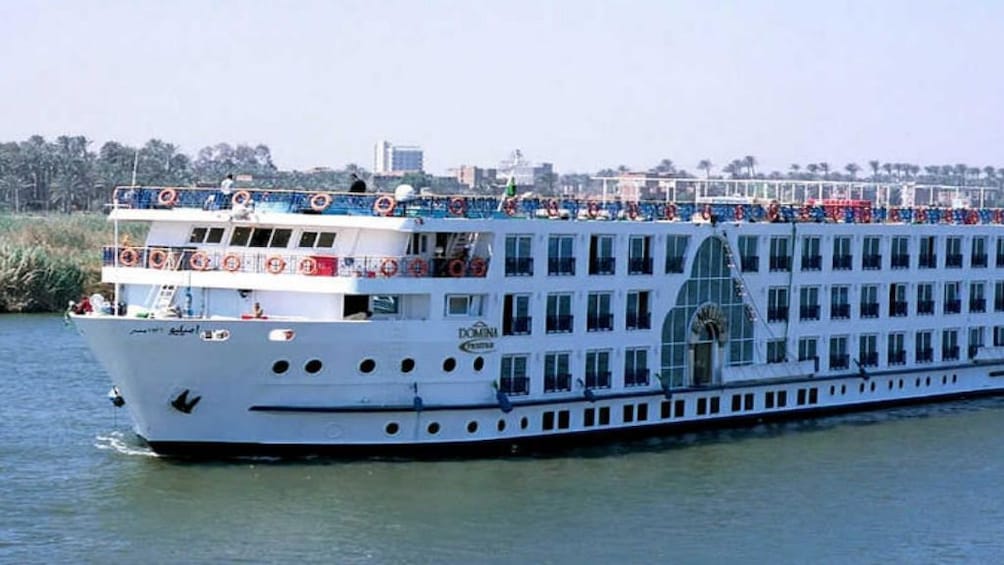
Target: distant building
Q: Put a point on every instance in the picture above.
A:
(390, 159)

==

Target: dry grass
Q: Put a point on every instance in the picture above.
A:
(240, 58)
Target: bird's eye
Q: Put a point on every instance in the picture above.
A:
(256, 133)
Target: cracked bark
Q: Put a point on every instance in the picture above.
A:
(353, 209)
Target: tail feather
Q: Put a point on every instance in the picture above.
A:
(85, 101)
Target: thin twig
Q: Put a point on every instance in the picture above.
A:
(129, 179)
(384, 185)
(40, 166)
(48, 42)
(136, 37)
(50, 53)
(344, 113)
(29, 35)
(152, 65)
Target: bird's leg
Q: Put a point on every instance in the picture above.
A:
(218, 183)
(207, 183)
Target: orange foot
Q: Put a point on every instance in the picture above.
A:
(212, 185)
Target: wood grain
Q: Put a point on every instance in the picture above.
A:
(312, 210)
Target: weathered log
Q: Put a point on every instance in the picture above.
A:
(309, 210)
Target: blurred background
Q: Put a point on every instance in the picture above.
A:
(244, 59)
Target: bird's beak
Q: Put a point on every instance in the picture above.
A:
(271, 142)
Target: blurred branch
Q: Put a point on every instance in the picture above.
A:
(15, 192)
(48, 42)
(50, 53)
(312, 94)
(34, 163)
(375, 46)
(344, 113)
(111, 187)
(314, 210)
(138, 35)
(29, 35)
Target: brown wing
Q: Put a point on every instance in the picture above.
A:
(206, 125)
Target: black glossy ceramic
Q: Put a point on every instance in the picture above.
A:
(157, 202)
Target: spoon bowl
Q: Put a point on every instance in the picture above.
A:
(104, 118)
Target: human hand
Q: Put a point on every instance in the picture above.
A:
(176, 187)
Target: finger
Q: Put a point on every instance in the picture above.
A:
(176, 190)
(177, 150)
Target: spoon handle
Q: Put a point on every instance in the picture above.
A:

==

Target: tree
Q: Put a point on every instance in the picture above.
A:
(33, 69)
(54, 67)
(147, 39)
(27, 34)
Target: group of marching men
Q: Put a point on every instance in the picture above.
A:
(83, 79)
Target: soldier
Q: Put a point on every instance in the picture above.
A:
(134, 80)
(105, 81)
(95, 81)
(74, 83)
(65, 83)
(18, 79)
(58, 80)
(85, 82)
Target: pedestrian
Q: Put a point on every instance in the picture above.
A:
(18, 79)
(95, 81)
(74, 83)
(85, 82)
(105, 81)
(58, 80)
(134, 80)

== Work task ==
Tally the lines of the material that include "spoon". Only the total should be given.

== Worked solution ==
2